- Requirements:
[A] Reproduce, character for character, the stretch of the Kubernetes templates page from "This directory contains" through "override per mode)".
[B] Render this sentence from the Kubernetes templates page in Spanish: "This directory contains Kubernetes deployment manifests written in Nickel language."

# Start of Excerpt to read

# Kubernetes Templates

Nickel-based Kubernetes manifest templates for provisioning platform services.

## Overview

This directory contains Kubernetes deployment manifests written in Nickel language. These templates are parameterized to support all four deployment modes:

- **solo**: Single developer, 1 replica per service, minimal resources
- **multiuser**: Team collaboration, 1-2 replicas per service, PostgreSQL + SurrealDB
- **cicd**: CI/CD pipelines, 1 replica, stateless and ephemeral
- **enterprise**: Production HA, 2-3 replicas per service, full monitoring stack

## Templates

### Service Deployments

#### orchestrator-deployment.yaml.ncl
Orchestrator workflow engine deployment with:
- 3 replicas (enterprise mode, override per mode)
- Service account for RBAC
- Health checks (liveness + readiness probes)
- Resource requests/limits (500m CPU, 512Mi RAM minimum)

# End of Excerpt to read
# Start of Records provided

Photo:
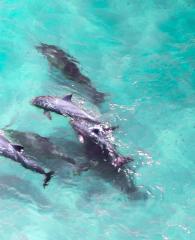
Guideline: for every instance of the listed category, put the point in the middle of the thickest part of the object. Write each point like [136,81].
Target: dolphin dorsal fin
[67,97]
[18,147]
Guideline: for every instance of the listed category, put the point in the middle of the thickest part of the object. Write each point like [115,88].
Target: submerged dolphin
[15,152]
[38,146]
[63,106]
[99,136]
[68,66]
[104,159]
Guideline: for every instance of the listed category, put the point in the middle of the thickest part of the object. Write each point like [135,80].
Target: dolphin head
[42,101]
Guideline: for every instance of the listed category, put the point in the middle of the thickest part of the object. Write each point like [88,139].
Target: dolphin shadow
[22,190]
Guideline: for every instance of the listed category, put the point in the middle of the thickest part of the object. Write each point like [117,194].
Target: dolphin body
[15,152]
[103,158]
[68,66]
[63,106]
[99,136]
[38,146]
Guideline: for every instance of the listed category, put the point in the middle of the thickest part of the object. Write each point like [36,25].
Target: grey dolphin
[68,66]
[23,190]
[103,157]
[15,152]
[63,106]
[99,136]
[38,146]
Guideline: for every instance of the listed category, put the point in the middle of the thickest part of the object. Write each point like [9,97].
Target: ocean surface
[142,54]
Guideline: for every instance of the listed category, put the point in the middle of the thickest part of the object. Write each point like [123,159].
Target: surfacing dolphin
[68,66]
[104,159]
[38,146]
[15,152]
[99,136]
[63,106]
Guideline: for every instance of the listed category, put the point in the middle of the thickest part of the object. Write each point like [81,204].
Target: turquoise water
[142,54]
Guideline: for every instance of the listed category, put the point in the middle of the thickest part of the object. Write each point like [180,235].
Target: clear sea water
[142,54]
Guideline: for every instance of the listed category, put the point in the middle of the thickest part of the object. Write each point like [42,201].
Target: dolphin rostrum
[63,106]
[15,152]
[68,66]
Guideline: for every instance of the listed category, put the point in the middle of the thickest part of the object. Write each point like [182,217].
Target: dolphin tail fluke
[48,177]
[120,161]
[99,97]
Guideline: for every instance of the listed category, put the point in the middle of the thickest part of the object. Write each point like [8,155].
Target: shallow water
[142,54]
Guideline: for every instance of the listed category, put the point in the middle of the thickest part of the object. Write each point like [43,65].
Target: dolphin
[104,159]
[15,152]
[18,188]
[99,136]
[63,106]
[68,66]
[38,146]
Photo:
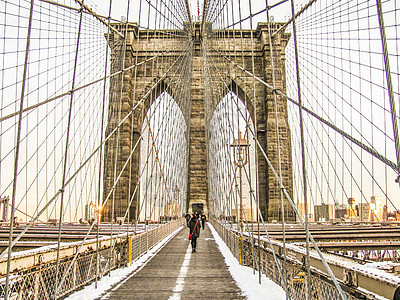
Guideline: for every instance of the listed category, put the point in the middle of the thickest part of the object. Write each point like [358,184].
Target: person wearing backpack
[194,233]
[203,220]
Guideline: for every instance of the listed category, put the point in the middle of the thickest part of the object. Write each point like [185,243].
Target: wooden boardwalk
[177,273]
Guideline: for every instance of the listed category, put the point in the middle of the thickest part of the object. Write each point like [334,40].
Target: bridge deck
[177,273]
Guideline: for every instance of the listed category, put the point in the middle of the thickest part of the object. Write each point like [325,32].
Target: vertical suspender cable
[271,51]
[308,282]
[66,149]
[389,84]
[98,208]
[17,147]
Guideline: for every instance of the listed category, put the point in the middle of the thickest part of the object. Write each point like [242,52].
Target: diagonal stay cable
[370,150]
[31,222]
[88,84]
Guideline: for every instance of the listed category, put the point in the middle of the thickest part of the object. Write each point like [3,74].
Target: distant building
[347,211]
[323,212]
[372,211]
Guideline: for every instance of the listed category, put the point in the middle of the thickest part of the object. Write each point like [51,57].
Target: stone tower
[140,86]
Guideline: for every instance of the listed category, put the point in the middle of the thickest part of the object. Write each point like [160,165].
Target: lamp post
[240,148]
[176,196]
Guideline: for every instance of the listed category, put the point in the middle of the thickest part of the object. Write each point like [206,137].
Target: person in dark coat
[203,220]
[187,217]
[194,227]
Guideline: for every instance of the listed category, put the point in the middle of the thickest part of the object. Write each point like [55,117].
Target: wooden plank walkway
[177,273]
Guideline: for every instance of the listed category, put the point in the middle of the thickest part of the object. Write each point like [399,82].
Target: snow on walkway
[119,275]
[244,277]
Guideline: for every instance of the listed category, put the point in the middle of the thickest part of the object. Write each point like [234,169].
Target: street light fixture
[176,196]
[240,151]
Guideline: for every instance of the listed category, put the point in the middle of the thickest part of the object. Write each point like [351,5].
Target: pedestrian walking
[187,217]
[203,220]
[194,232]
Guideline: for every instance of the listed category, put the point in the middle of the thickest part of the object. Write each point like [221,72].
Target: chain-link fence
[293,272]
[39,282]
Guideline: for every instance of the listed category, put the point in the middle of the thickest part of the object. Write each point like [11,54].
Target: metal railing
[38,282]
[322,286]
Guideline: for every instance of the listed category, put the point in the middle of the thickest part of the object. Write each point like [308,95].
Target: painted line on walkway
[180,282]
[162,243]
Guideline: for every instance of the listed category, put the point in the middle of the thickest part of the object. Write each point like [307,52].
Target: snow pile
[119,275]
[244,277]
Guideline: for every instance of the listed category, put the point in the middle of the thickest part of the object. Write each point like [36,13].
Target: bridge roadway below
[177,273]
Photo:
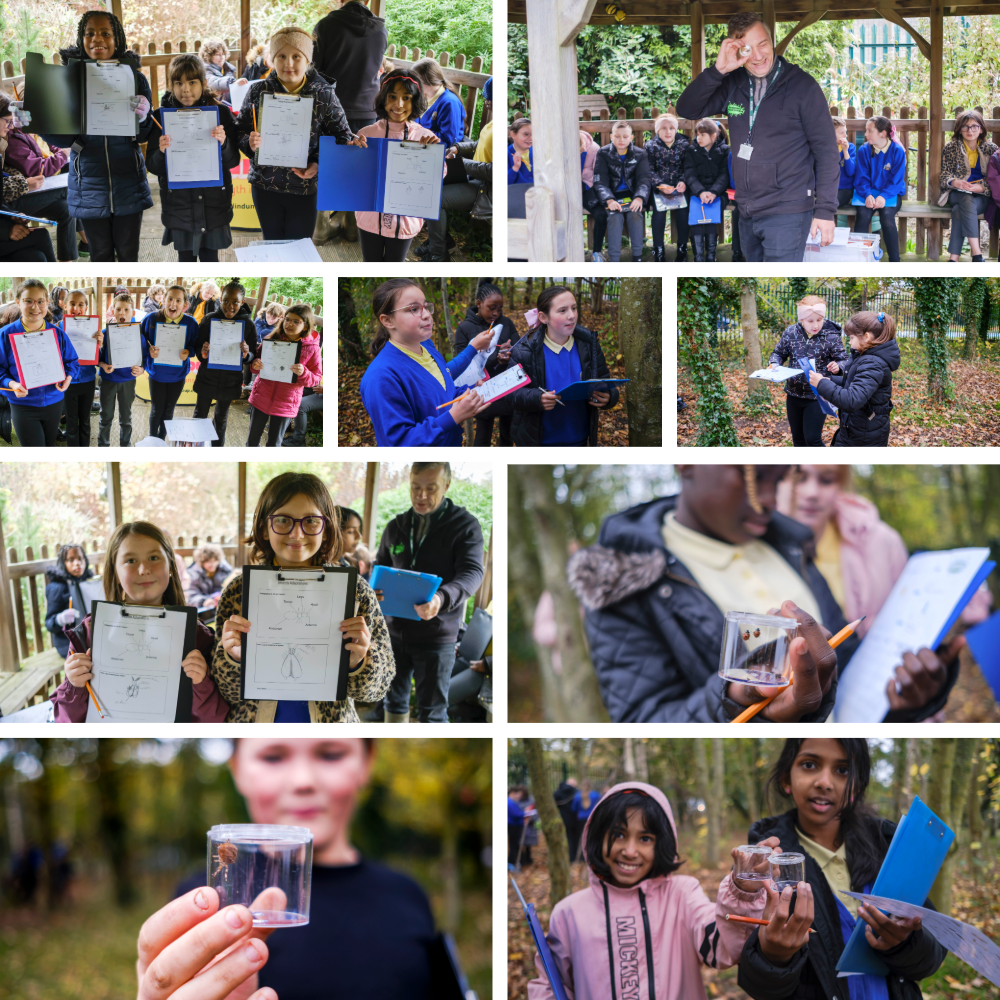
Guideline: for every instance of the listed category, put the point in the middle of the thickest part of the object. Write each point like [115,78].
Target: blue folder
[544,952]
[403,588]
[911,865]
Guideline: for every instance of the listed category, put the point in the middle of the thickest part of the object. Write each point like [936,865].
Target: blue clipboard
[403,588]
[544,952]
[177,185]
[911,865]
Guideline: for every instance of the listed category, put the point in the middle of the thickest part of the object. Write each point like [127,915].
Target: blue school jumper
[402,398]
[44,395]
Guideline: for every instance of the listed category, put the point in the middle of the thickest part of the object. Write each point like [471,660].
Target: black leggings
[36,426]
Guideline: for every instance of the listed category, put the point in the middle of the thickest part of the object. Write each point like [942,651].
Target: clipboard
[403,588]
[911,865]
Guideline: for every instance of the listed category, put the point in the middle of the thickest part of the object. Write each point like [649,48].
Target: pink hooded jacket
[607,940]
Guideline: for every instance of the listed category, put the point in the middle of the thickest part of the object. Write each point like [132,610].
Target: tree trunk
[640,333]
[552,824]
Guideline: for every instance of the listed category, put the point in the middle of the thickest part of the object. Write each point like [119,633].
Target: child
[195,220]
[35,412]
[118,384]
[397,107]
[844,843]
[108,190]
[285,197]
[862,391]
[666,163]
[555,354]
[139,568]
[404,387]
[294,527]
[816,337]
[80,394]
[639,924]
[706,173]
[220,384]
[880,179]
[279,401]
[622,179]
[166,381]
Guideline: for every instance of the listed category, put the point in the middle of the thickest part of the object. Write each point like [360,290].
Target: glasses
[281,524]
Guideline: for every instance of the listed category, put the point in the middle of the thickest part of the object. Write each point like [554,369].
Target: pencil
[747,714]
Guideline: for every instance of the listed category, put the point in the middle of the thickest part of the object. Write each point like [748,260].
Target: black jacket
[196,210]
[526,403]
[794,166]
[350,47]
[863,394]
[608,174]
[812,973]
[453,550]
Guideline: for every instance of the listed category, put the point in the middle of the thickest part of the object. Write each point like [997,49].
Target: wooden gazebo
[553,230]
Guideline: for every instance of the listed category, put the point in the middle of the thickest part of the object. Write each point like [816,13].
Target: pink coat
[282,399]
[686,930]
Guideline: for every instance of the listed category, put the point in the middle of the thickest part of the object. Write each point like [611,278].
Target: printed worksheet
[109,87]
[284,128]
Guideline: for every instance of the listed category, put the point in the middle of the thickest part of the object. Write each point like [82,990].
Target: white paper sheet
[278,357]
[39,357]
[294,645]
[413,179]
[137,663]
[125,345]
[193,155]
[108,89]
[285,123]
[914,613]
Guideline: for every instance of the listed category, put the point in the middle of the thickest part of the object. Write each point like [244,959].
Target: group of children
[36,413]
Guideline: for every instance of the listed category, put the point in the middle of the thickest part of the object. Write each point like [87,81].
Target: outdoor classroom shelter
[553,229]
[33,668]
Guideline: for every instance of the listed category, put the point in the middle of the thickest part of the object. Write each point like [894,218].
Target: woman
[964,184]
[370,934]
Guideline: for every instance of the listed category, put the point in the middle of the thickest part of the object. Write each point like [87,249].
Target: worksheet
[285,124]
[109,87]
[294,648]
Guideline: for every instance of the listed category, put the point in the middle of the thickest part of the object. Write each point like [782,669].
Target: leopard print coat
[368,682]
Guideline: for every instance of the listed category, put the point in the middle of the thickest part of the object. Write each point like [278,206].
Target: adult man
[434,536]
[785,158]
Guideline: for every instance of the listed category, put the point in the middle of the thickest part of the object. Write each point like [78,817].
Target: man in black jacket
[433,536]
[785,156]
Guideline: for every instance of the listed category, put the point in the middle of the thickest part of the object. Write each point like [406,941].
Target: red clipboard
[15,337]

# End of Records provided
# Start of Records provided

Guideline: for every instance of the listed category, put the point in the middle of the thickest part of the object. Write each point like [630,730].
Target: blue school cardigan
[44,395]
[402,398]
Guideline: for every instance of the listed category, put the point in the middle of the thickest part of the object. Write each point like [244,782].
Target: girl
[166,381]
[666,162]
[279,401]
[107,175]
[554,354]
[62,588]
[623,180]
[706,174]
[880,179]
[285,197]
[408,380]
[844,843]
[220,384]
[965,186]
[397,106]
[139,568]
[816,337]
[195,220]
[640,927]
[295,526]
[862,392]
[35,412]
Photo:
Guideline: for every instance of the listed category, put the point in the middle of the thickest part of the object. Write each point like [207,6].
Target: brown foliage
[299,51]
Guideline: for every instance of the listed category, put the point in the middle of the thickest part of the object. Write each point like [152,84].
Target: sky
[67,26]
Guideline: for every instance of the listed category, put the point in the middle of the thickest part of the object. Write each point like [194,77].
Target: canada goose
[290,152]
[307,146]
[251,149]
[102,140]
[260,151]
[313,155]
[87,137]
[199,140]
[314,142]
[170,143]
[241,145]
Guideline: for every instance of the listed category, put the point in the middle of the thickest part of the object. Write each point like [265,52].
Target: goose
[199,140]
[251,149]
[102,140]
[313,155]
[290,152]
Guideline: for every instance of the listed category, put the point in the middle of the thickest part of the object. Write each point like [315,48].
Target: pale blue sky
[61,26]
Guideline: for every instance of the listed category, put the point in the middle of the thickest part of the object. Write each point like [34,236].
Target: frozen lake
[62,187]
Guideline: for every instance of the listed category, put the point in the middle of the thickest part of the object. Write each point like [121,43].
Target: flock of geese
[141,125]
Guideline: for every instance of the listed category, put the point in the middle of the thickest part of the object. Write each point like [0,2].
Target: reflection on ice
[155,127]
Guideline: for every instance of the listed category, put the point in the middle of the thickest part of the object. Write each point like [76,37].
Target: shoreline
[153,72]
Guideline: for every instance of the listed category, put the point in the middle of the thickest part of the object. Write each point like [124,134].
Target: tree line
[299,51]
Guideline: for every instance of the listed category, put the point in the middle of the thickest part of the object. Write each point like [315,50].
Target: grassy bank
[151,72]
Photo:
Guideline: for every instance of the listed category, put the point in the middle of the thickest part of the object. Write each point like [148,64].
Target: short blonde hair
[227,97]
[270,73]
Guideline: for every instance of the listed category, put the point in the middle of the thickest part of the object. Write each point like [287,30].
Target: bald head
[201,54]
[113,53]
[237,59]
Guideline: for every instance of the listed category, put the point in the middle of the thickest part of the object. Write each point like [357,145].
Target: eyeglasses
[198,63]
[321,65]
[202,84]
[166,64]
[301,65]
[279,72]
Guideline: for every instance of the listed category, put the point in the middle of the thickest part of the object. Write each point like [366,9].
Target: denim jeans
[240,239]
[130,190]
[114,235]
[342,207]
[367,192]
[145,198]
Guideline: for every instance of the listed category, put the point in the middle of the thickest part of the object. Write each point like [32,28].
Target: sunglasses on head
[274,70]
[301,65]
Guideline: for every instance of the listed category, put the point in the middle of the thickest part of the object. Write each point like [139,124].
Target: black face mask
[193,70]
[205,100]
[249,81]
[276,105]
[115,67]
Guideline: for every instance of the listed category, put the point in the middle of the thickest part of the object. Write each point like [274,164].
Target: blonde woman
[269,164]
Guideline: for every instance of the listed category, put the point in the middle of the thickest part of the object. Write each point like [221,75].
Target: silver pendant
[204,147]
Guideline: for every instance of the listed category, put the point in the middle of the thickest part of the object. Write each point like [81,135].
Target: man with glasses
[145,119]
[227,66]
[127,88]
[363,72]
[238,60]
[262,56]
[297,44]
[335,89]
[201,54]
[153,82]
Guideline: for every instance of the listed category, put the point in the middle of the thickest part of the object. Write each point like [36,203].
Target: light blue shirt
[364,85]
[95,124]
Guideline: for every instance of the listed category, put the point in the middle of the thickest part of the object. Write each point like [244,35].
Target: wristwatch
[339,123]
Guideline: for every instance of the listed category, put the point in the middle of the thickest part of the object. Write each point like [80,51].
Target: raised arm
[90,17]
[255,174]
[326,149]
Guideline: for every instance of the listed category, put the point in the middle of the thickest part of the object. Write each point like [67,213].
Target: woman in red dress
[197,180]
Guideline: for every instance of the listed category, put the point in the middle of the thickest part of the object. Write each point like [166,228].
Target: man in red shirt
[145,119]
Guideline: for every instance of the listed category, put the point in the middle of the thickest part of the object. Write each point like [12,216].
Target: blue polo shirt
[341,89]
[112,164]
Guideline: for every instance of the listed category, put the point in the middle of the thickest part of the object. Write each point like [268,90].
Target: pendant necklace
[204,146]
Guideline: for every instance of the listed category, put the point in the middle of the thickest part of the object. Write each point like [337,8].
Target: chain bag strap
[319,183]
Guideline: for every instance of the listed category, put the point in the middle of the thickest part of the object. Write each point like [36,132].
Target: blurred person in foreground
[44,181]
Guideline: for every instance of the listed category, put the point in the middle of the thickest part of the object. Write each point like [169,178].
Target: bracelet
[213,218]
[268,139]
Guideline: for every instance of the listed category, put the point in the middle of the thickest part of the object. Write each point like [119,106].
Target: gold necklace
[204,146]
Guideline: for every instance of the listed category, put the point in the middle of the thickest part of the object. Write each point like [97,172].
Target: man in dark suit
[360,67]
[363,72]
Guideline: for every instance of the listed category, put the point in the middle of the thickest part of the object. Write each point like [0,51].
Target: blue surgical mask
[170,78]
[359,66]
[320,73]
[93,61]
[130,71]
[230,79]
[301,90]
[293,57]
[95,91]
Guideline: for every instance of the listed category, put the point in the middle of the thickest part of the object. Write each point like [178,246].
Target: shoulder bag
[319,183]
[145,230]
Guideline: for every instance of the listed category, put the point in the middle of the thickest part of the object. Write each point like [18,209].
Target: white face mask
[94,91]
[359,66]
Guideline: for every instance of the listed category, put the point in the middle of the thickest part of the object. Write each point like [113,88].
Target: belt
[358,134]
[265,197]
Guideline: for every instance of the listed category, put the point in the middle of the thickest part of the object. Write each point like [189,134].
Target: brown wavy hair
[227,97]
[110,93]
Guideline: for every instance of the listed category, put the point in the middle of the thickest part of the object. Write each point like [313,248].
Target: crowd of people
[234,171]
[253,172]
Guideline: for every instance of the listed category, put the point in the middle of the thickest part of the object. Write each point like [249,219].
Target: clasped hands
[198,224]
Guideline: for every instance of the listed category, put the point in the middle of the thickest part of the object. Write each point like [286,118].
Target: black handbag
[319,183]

# End of Records provided
# Start of Records provided

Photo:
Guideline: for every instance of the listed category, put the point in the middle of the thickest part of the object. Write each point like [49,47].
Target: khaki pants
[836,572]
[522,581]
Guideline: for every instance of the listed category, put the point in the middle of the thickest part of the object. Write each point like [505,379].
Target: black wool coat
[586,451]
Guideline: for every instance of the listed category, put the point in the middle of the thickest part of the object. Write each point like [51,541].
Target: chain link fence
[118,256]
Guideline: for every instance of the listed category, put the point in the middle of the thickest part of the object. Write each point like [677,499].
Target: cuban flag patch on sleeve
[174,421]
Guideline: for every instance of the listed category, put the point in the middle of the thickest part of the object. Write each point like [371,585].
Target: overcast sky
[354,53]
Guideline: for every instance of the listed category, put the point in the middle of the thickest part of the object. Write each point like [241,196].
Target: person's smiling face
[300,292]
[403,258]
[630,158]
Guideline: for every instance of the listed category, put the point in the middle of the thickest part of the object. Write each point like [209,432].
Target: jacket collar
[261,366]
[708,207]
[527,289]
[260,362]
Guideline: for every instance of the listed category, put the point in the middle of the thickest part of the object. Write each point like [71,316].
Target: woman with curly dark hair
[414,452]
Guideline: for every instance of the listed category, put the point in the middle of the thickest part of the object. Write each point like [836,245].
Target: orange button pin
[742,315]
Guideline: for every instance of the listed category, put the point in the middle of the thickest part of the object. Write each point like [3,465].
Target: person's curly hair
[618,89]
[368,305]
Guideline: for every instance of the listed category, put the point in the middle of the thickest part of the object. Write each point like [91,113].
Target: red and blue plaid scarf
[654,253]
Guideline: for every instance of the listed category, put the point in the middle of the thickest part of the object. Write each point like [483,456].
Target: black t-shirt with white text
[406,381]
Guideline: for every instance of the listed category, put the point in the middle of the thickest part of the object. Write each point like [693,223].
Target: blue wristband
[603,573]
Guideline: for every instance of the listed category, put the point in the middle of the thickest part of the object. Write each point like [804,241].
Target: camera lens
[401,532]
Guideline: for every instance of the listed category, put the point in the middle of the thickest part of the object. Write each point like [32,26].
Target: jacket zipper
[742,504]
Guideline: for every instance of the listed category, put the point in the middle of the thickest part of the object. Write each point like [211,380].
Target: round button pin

# End of Records provided

- The answers:
[A]
This directory contains Kubernetes deployment manifests written in Nickel language. These templates are parameterized to support all four deployment modes:

- **solo**: Single developer, 1 replica per service, minimal resources
- **multiuser**: Team collaboration, 1-2 replicas per service, PostgreSQL + SurrealDB
- **cicd**: CI/CD pipelines, 1 replica, stateless and ephemeral
- **enterprise**: Production HA, 2-3 replicas per service, full monitoring stack

## Templates

### Service Deployments

#### orchestrator-deployment.yaml.ncl
Orchestrator workflow engine deployment with:
- 3 replicas (enterprise mode, override per mode)

[B] Este directorio contiene manifiestos de despliegue de Kubernetes escritos en el lenguaje Nickel.